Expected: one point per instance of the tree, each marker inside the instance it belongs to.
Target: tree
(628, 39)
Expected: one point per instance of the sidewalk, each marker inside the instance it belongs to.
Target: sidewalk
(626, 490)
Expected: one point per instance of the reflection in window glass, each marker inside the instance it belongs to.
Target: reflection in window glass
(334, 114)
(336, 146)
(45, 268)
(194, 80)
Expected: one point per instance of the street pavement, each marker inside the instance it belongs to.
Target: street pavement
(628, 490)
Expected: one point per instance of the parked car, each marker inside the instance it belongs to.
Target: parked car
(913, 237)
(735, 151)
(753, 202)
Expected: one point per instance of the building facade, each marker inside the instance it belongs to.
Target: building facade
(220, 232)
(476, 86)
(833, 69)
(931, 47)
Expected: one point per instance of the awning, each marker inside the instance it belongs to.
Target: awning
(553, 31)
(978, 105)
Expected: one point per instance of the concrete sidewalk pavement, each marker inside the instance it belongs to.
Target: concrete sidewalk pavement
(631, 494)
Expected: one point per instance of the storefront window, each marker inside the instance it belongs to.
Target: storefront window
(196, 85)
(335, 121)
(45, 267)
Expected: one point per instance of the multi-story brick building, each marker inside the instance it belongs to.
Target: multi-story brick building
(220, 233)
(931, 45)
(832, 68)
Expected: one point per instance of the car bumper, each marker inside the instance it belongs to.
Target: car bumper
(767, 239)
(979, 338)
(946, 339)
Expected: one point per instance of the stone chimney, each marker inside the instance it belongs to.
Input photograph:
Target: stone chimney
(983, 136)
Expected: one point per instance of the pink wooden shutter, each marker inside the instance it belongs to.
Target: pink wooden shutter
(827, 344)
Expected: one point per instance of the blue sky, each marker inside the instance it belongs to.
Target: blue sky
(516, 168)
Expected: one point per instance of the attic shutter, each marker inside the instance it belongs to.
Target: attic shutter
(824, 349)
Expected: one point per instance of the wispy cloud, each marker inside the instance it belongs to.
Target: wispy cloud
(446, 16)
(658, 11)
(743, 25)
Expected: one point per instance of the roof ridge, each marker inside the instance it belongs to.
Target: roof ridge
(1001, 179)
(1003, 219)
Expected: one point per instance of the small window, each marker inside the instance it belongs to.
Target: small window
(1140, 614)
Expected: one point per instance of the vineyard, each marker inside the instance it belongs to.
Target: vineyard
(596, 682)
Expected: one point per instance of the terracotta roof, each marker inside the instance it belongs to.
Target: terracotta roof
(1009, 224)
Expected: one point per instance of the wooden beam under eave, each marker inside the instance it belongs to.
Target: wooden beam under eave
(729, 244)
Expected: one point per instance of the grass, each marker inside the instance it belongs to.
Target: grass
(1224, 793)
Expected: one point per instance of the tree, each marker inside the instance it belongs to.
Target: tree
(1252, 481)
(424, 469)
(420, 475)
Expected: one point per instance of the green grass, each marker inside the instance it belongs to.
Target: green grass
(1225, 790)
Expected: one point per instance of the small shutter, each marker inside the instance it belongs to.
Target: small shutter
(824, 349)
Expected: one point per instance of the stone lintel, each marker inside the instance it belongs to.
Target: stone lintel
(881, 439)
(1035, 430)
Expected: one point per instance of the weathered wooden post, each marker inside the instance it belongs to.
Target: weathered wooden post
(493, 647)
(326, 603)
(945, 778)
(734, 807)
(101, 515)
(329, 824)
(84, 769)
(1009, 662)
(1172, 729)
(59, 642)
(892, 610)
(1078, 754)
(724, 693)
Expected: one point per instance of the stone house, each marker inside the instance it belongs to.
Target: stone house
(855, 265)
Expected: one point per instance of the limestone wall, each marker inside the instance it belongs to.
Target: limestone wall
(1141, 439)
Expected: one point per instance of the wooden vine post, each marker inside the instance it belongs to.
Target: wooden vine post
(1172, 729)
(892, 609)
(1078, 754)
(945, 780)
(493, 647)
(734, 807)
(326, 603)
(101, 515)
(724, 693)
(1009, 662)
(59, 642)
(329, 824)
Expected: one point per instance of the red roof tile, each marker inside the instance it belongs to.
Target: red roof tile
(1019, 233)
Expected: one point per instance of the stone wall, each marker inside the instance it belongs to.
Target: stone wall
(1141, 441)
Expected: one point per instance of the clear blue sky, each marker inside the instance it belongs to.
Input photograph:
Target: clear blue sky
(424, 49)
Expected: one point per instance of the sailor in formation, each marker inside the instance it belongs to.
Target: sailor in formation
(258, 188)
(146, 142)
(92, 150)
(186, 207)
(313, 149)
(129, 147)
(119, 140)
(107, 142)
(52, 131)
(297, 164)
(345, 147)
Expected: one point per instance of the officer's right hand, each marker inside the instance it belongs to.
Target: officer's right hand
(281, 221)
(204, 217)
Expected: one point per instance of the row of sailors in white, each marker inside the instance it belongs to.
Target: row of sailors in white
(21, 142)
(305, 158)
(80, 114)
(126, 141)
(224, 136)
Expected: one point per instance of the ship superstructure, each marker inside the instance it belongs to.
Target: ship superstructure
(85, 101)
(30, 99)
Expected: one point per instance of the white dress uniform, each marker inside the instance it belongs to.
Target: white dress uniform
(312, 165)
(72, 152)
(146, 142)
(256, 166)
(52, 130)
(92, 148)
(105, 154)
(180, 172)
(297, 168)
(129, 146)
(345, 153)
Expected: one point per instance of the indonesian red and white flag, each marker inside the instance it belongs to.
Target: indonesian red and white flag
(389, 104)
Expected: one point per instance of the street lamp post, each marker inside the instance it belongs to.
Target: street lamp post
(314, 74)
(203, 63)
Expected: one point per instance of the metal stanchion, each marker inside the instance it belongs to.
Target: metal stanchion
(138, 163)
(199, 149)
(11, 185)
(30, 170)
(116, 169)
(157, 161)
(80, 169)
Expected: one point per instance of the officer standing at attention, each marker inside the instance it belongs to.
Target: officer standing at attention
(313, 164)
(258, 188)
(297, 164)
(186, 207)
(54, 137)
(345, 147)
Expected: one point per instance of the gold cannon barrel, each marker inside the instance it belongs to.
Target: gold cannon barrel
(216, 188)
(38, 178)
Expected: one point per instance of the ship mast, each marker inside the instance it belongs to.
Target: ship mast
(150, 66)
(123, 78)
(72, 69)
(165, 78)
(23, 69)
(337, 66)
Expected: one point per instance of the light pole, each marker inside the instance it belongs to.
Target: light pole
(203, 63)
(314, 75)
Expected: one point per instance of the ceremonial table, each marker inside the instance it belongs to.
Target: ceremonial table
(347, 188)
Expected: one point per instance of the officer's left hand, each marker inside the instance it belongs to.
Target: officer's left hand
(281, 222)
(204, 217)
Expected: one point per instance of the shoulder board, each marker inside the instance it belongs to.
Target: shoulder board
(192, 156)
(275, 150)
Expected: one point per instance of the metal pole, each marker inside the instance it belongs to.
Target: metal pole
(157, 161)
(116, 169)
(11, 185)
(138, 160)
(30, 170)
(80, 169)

▶ Directions
Revise the rows beginning with the line that contains "Expected: one point per instance of the green" and continuing through the line that contains "(1141, 439)", replacing "weathered wooden post" with "aged timber post" and leaving everything else unchanged. Return only those rows.

▶ Written response
Expected: one point per instance of the green grass, each marker inside the instance it belongs to.
Target: green grass
(1225, 790)
Expected: one point per instance of the small shutter, each marker inside the instance it belongs to.
Target: small shutter
(824, 349)
Expected: one point per instance of the stone lintel, each marker inside the instance it belongs to.
Target: stone lintel
(881, 439)
(1035, 430)
Expected: one point per instance of the aged timber post, each marker inside the instance it belongs to.
Target: aged timber post
(493, 647)
(326, 603)
(945, 778)
(734, 807)
(101, 515)
(329, 824)
(84, 769)
(1009, 662)
(1172, 729)
(59, 642)
(892, 610)
(1078, 754)
(724, 693)
Expected: one point per instance of the stone house, each marker inside the instance it belongs to.
Target: stone house
(855, 265)
Expected: one point per instance of the limestone wall, each marker inside the instance it belongs to.
Target: limestone wall
(1141, 439)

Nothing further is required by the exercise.